▶ What you need to do:
Can you reproduce the data below, substituting "most central spot" for every occurrence of "innermost spot" and leaving everything else unchanged?

▶ Material for this task:
=====

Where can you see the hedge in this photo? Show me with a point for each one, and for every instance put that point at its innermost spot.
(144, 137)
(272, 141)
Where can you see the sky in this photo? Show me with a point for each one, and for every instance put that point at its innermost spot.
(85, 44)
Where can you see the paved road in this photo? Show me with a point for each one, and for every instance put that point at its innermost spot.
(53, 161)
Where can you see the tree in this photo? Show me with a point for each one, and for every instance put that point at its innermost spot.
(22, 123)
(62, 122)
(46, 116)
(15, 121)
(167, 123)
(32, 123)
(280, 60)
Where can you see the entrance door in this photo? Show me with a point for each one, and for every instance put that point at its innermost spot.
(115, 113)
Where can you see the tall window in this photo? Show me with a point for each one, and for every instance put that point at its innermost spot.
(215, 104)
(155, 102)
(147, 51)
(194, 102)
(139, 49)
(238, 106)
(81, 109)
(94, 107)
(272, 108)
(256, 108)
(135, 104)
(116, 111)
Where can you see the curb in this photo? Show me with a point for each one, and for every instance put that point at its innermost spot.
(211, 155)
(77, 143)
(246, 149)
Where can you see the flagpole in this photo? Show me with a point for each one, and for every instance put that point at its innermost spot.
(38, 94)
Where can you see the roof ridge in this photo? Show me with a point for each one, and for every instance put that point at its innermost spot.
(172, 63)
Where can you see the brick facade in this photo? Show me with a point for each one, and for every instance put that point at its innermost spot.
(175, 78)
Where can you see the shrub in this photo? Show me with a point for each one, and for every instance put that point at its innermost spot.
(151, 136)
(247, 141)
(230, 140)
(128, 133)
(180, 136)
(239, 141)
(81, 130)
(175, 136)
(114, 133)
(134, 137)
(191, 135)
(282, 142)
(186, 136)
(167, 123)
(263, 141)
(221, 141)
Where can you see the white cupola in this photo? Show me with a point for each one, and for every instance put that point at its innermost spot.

=====

▶ Output:
Where can you see the hedge in this photo? Show me with a point for each one, and for every instance put that point at its most central spot.
(144, 137)
(272, 141)
Where can you see the sky in this photo? Show me with a point for each one, and for every instance put that point at its most central spot.
(85, 44)
Where can you see the paved road in this photo? Show me with a point for each one, and for every instance put that point at its most central spot.
(53, 161)
Where can you see the tree in this photo? Show me with a point for each one, and for every instance put that point at its most central spot.
(22, 123)
(62, 122)
(46, 116)
(15, 121)
(167, 123)
(32, 123)
(280, 60)
Where can you see the entrance door in this photo? Show me with a point for each one, and for every instance put that point at its most central spot.
(115, 113)
Where can you see the tall window in this photo? Show me with a point for each one, and for every instance put that point at its most central spot.
(215, 104)
(155, 102)
(147, 51)
(194, 102)
(139, 49)
(238, 106)
(81, 109)
(94, 107)
(272, 108)
(256, 108)
(135, 104)
(116, 111)
Where can you see the curb in this photo? Show me with a point for each one, and for every instance put that point at its most central spot.
(211, 155)
(77, 143)
(246, 149)
Where can you see the flagpole in this photo? Show me with a point for each one, and for every instance put that point at its most central spot.
(38, 94)
Where can you see the roof ridge in this photo? Show me with a point for each one, and for every instance put that point at its most central spot.
(172, 63)
Where can you see the brick facade in this photo? Show me with a point for each one, and for every instance put that point at its most central spot.
(175, 78)
Where can you see the shrub in this photo? Show me with a point for each one, and for every instance put that point at its most central spot.
(151, 136)
(247, 141)
(230, 140)
(128, 133)
(180, 136)
(239, 141)
(81, 130)
(175, 136)
(114, 133)
(134, 137)
(191, 135)
(282, 142)
(186, 136)
(167, 123)
(263, 141)
(221, 141)
Where can you see the white cupola in this photo? Show me with a point for each one, and for every instance put that point at its most central spot.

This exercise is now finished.